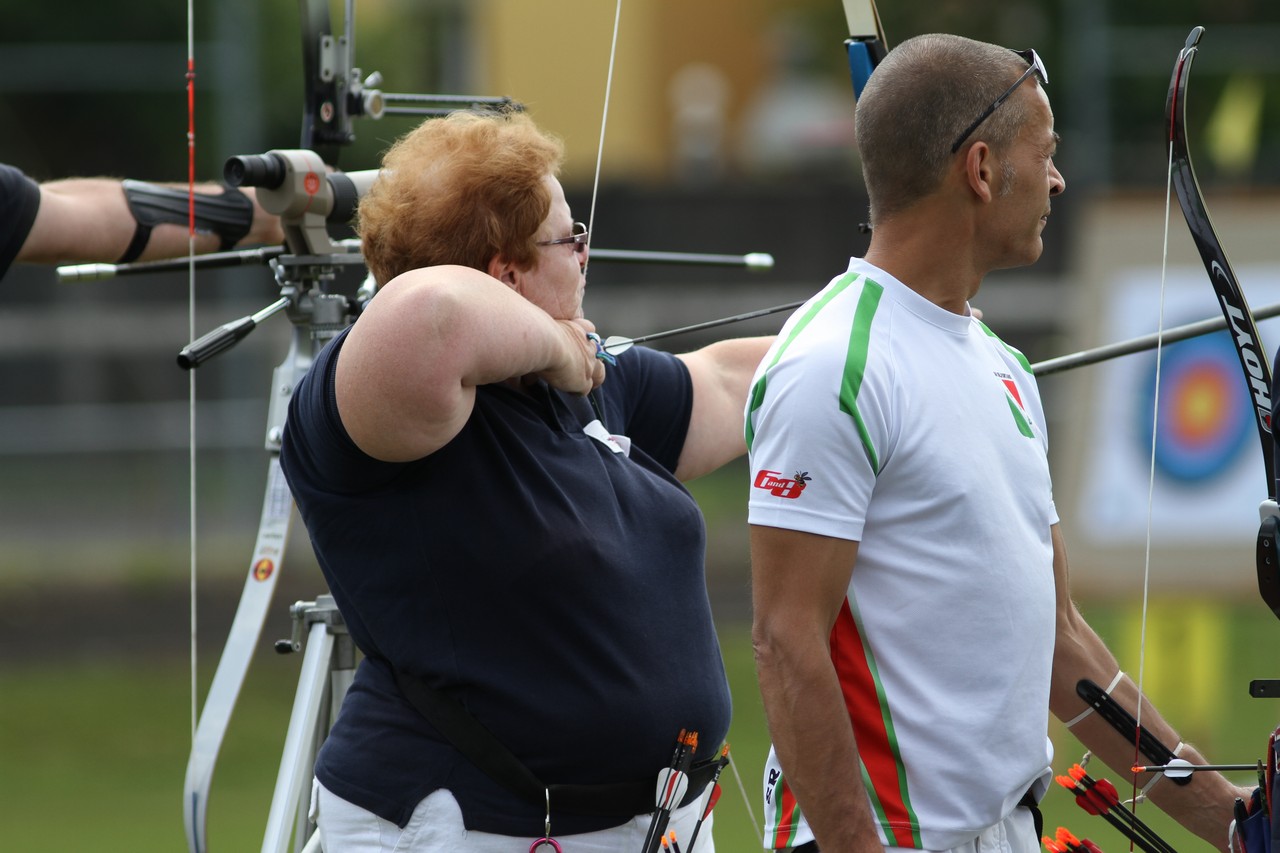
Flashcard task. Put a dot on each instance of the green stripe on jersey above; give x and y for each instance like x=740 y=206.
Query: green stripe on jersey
x=759 y=387
x=855 y=364
x=1013 y=351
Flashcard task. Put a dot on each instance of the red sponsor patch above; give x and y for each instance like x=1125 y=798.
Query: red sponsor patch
x=778 y=486
x=263 y=569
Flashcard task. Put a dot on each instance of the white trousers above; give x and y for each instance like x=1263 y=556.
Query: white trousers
x=437 y=828
x=1015 y=834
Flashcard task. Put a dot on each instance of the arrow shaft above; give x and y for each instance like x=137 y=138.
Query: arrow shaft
x=1142 y=343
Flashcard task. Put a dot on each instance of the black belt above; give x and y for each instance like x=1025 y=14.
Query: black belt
x=480 y=747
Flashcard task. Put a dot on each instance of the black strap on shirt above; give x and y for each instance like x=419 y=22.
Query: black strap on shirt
x=483 y=748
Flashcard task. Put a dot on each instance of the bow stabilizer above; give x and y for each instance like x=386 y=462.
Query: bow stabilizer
x=865 y=44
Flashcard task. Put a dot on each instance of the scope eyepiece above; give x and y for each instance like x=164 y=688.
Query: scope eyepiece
x=265 y=170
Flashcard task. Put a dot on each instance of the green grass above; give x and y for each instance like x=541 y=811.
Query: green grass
x=92 y=756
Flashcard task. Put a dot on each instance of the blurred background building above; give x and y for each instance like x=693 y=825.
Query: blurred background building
x=730 y=129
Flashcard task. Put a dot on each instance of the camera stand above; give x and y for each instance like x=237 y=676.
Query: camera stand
x=298 y=191
x=328 y=667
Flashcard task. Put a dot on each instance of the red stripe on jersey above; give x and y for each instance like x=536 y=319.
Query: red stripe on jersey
x=876 y=746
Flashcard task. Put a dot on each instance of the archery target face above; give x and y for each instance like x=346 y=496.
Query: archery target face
x=1207 y=456
x=1205 y=415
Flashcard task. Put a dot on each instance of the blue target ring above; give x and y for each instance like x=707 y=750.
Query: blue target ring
x=1205 y=410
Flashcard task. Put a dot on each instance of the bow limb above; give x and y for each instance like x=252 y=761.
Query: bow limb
x=1235 y=310
x=865 y=44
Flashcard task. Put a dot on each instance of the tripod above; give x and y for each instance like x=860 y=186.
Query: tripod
x=328 y=667
x=291 y=186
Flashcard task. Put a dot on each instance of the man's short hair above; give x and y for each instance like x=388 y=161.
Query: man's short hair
x=920 y=97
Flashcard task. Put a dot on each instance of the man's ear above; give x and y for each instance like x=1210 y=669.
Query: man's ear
x=981 y=169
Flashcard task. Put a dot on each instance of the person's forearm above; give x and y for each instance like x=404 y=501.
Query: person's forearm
x=1203 y=806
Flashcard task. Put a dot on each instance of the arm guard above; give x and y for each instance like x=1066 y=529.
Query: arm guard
x=229 y=215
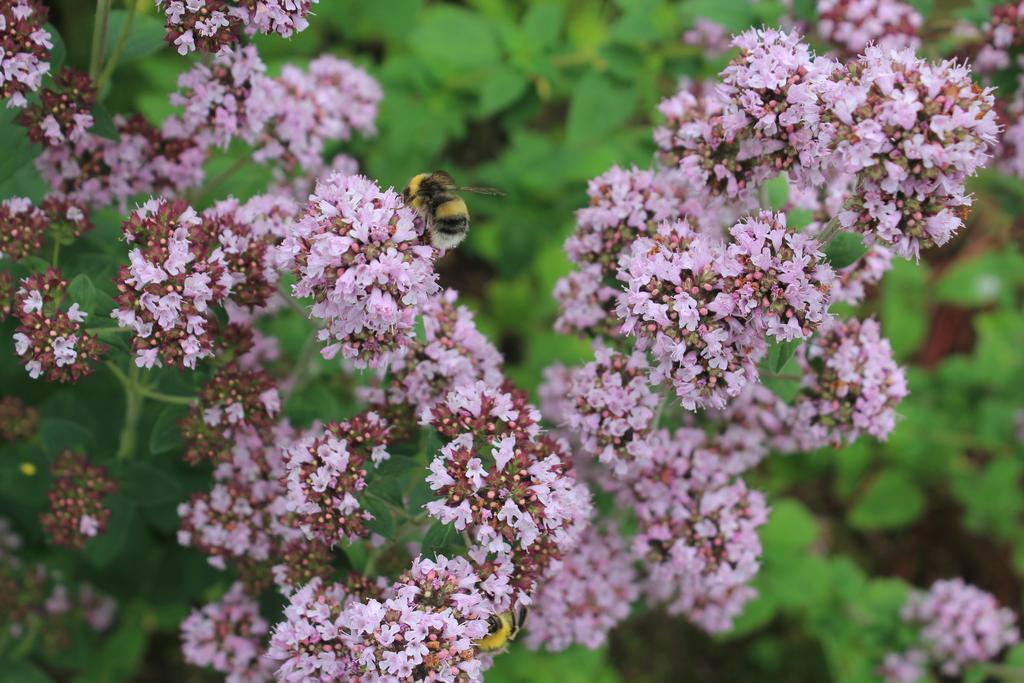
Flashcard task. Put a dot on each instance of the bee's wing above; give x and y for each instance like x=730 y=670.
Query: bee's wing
x=482 y=190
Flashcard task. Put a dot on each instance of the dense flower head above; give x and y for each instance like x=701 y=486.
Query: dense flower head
x=624 y=205
x=424 y=629
x=712 y=37
x=763 y=120
x=912 y=132
x=206 y=26
x=8 y=293
x=744 y=431
x=284 y=17
x=227 y=635
x=903 y=667
x=587 y=597
x=358 y=252
x=586 y=304
x=232 y=400
x=452 y=352
x=518 y=501
x=97 y=171
x=25 y=49
x=327 y=472
x=611 y=407
x=166 y=295
x=697 y=531
x=77 y=512
x=248 y=249
x=679 y=302
x=853 y=25
x=961 y=625
x=329 y=101
x=244 y=517
x=484 y=412
x=782 y=273
x=51 y=341
x=227 y=98
x=851 y=385
x=64 y=114
x=23 y=228
x=1003 y=33
x=305 y=646
x=17 y=421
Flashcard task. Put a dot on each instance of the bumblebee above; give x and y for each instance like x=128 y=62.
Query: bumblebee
########################################
Exercise requirements: What do the lines above say from the one containing "Query: bee's wing" down to the one containing "Flashcard task. Put a dot on each instance of the dense"? Return them exactly, both end lines included, and only them.

Solution to this exercise:
Query: bee's wing
x=482 y=190
Flashcard task. Put a dot on each instance of the dense flower head above; give x and y for each instance like x=701 y=486.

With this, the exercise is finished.